====== Trecho de origem

Selvagens amáveis - Um antropologista entre os índios Urubus do Brasil

É que a memória de Antônio-hu, como a de todos os índios, funcionava melhor ao versar sobre um caso particular, do que abstratamente.

Após mais ou menos um mês, entretanto, comecei a sentir certa confusão mental, a ter dificuldade em descobrir assuntos para Antônio-hu falar. Ele também principiou a sentir-se letárgico, porque, durante todo esse tempo, abandonara a caça, só saindo, normalmente, comigo, para matar macacos com minha arma de calibre 22. Queixava-se de dores nos braços e pernas, cabeça, mal-estar geral, insistindo comigo para que lhe desse injeções nas coxas, braços, têmporas, nádegas, cintura, em todo o corpo. Em vez disso, dei-lhe aspirinas e disse-lhe que fosse caçar tapir para nós. Respondeu-me sentir-se muito fraco para isso. Tornou-se mesmo mal-humorado e, como me parecesse haver ouvido histórias suficientes, decidi que podia ir-me embora.

============
====== Itens brutos

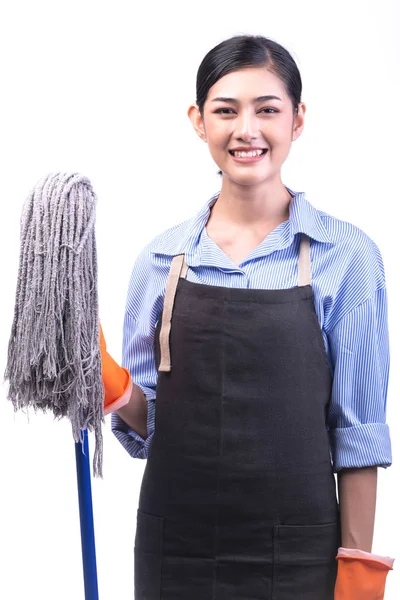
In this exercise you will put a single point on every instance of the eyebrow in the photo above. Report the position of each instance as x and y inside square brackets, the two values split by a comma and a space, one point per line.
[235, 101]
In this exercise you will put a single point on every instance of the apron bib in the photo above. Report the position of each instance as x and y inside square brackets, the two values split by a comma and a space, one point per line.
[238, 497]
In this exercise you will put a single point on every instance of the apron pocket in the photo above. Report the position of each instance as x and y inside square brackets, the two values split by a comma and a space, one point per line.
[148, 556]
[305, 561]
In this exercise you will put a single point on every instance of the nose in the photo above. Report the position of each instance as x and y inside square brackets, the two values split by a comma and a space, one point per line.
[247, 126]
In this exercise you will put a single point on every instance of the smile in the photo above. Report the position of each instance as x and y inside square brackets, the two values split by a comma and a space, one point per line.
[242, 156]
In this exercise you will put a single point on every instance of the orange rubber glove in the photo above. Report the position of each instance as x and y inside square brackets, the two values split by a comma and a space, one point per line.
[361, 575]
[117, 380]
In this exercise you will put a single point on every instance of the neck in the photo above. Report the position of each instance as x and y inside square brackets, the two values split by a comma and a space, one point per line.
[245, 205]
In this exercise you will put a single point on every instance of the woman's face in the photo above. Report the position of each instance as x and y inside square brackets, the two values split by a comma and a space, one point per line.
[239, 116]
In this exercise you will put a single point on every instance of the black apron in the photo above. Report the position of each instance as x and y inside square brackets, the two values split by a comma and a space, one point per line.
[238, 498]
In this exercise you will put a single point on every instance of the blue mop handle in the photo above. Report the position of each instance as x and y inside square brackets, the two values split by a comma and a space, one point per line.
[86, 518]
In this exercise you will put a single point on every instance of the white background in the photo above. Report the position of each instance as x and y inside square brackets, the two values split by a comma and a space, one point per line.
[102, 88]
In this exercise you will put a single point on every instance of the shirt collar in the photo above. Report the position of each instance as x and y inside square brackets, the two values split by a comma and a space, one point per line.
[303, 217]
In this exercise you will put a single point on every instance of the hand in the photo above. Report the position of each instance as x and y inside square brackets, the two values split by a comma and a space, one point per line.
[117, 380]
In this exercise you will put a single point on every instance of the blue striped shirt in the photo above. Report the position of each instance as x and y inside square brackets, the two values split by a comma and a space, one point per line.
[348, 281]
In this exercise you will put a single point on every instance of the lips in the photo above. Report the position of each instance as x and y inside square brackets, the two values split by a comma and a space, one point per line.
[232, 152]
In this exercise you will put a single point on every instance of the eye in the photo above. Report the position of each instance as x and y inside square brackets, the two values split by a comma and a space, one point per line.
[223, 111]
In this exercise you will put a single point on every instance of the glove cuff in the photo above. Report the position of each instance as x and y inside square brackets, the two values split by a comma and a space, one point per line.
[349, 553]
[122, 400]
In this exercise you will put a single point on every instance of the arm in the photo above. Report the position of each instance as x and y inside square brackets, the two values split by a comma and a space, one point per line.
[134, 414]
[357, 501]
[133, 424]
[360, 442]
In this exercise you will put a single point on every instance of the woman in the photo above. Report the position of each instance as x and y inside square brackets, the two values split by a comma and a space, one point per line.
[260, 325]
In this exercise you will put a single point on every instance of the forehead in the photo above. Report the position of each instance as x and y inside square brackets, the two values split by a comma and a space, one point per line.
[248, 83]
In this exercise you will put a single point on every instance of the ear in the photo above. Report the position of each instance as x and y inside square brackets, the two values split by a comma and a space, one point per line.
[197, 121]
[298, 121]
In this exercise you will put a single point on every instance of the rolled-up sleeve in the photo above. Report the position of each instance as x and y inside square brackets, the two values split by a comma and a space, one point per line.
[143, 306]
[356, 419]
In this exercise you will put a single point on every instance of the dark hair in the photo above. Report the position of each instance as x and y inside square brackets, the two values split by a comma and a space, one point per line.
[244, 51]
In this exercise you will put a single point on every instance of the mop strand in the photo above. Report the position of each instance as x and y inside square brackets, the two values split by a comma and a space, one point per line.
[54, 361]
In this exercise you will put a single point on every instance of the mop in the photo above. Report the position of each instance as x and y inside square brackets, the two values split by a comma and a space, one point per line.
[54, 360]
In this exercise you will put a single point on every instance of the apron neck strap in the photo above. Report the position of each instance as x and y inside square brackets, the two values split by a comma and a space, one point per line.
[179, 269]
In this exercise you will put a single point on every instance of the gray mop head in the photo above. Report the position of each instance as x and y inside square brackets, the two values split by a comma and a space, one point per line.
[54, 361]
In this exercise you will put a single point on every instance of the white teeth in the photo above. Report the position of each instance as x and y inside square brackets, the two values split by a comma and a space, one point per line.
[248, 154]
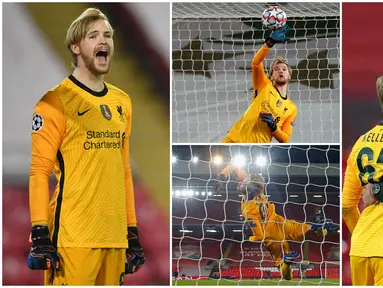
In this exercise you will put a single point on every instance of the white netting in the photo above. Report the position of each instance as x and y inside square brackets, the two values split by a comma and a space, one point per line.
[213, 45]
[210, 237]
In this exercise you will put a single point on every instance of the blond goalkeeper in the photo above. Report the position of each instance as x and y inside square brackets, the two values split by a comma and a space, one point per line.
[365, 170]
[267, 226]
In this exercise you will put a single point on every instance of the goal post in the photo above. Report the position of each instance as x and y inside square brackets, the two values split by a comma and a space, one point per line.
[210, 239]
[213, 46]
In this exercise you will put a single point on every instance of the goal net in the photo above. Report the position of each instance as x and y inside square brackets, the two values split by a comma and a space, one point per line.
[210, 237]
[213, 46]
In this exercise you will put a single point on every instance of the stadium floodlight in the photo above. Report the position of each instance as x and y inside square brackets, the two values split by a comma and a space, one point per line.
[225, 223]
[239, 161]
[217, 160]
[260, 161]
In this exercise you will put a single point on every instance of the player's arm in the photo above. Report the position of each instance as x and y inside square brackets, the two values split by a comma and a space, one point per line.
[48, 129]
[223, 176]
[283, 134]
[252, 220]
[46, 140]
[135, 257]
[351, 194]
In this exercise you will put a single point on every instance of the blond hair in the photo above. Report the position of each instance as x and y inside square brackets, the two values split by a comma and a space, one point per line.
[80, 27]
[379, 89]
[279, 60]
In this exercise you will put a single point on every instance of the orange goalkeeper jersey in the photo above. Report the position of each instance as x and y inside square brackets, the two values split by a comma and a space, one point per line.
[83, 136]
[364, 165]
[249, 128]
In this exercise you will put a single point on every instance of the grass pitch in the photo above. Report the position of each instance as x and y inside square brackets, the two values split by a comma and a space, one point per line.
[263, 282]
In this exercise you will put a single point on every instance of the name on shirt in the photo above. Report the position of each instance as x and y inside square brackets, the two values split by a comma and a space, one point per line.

============

O que fazer —
1. Reescreva o trecho sobre Antônio-hu de "Após mais ou" até "podia ir-me embora.", inclusive, trocando "tapir" por "anta".
2. Diga se cada afirmação concorda com o trecho sobre Antônio-hu, respondendo sim ou não e citando as palavras decisivas:
(a) Antônio-hu continuou caçando normalmente durante aquele mês.
(b) O narrador deu aspirinas a Antônio-hu em vez das injeções pedidas.
(c) Antônio-hu aceitou sair para caçar tapir.
3. Prossiga com o trecho sobre Antônio-hu a partir da última frase apresentada.
Os itens são um material à parte, independente do trecho.

Respostas esperadas —
1.
Após mais ou menos um mês, entretanto, comecei a sentir certa confusão mental, a ter dificuldade em descobrir assuntos para Antônio-hu falar. Ele também principiou a sentir-se letárgico, porque, durante todo esse tempo, abandonara a caça, só saindo, normalmente, comigo, para matar macacos com minha arma de calibre 22. Queixava-se de dores nos braços e pernas, cabeça, mal-estar geral, insistindo comigo para que lhe desse injeções nas coxas, braços, têmporas, nádegas, cintura, em todo o corpo. Em vez disso, dei-lhe aspirinas e disse-lhe que fosse caçar anta para nós. Respondeu-me sentir-se muito fraco para isso. Tornou-se mesmo mal-humorado e, como me parecesse haver ouvido histórias suficientes, decidi que podia ir-me embora.

2.
(a) Não: "durante todo esse tempo, abandonara a caça"
(b) Sim: "Em vez disso, dei-lhe aspirinas"
(c) Não: "Respondeu-me sentir-se muito fraco para isso."

3.
A ideia de partir entristeceu-me tanto quanto a Antônio-hu, pois nos havíamos tornado grandes amigos, fazendo juntos as refeições, pormenor a que ele dava muita importância. Certa manhã, quando estava atarefadíssimo em minhas notas, Chico serviu, um pouco mais cedo, o lanche. Antônio-hu sentiu-se magoadíssimo porque não abandonei imediatamente o trabalho para comer com ele.

"Se você não vier comer comigo" - disse - "nunca mais comerei a carne de suas latas com você".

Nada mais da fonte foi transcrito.